== Trecho da página ==

^^^^^^^^^^^^^^^^

Garis, carteiros, pedreiros assumem o legado de Hércules e, com suor e esforço físico, batalham o pão de cada dia

Na Grécia antiga, a mitologia criou deuses e heróis. Dentre as centenas de personagens, o invencível Hércules habita o nosso imaginário até os dias atuais. Sinônimo de força física e intrepidez, o herói é reconhecido por dar cabo de doze trabalhos sobre-humanos. Suas façanhas lhe renderam o Olimpo e, máxima glória, seu nome tornou-se adjetivo.
É sem dúvida no esporte que as lembranças de Hércules estão mais presentes. Nos Jogos Olímpicos, antigos ou modernos, seus feitos foram alegorizados em provas físicas. No decatlo, que une dez modalidades, talvez resida o paroxismo do esforço. Na arena esportiva, alguns seres humanos, à força da mídia, ganharam status mitológico; fora dela, outros homens e mulheres realizam proezas hercúleas sem receber, no fim do evento, o reconhecimento devido.

^^^^^^^^^^^^^^^^

== Tarefa proposta ==
Copie, sem nenhuma alteração, a passagem do texto sobre o legado de Hércules que começa em "Na Grécia antiga, a" e vai até "nome tornou-se adjetivo.".

^^^^^^^^^^^^^^^^

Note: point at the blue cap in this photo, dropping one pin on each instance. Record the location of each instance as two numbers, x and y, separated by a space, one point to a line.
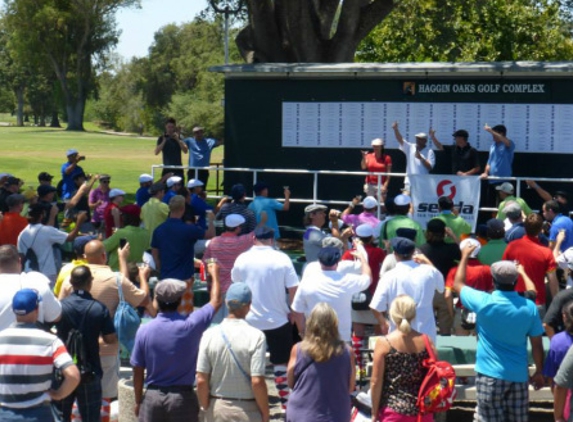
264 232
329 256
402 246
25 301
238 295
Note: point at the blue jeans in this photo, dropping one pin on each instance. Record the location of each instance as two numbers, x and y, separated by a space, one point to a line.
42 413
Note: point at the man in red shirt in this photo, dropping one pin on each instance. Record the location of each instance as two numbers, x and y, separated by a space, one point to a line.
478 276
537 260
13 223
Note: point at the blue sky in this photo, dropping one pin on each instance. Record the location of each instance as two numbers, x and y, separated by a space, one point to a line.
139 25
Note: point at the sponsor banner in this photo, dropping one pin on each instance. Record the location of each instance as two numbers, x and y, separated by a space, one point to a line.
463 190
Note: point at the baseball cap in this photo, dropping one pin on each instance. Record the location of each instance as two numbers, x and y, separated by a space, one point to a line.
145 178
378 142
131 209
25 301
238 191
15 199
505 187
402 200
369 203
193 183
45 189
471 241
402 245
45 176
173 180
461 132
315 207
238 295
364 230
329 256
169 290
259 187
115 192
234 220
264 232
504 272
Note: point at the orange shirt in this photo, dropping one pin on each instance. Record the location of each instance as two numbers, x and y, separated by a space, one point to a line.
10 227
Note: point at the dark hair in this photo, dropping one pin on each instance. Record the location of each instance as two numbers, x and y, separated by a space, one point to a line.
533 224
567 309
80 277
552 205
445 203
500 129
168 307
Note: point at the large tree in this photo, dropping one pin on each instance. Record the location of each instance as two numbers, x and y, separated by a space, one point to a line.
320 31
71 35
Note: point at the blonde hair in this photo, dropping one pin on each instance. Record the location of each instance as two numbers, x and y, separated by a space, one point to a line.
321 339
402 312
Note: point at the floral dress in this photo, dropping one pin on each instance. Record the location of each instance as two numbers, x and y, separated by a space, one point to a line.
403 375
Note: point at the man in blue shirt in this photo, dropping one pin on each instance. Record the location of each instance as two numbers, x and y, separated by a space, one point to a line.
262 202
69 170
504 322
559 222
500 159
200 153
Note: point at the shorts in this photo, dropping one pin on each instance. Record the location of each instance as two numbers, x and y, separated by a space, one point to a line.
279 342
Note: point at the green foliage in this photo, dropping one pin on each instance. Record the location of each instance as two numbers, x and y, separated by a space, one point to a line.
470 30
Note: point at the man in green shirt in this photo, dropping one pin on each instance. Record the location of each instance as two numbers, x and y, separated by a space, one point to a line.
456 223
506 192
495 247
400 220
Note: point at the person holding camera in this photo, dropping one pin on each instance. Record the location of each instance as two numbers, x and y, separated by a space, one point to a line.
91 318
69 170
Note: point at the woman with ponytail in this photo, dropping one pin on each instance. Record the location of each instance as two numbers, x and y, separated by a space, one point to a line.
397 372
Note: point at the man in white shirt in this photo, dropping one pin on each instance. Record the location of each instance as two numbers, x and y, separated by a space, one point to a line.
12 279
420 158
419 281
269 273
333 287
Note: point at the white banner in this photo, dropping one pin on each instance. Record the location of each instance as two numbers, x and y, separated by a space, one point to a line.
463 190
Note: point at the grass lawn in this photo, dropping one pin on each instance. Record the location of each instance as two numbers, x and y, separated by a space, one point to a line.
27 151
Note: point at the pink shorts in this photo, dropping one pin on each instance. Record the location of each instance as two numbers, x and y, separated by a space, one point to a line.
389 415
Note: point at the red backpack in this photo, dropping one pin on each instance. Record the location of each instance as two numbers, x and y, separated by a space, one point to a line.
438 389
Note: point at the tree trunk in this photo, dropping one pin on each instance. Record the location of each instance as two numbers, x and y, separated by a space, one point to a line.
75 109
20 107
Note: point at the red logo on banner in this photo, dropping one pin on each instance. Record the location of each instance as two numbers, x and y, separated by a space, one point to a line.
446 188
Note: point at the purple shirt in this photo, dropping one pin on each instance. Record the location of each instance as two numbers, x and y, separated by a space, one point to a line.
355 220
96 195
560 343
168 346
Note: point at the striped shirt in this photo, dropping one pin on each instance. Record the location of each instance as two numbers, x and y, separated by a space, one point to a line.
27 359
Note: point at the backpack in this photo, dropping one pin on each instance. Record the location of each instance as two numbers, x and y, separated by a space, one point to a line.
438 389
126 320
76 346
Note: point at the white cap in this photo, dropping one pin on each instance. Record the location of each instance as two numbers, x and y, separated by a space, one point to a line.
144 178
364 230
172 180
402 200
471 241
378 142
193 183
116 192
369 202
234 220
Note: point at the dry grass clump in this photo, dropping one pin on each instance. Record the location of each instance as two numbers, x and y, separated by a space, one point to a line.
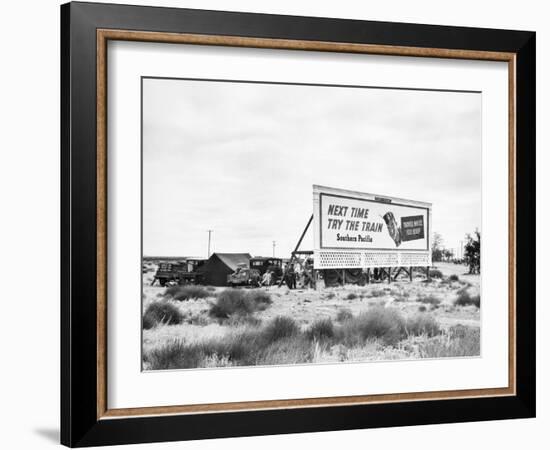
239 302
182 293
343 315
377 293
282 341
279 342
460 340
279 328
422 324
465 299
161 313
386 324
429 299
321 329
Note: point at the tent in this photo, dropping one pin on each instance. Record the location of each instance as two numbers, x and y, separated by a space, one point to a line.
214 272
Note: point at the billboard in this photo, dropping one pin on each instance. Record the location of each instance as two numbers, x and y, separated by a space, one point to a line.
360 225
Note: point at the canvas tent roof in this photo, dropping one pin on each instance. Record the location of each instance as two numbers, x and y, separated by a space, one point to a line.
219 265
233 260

^^^^^^^^^^^^^^^^

== Resultado do exercício ==
Na Grécia antiga, a mitologia criou deuses e heróis. Dentre as centenas de personagens, o invencível Hércules habita o nosso imaginário até os dias atuais. Sinônimo de força física e intrepidez, o herói é reconhecido por dar cabo de doze trabalhos sobre-humanos. Suas façanhas lhe renderam o Olimpo e, máxima glória, seu nome tornou-se adjetivo.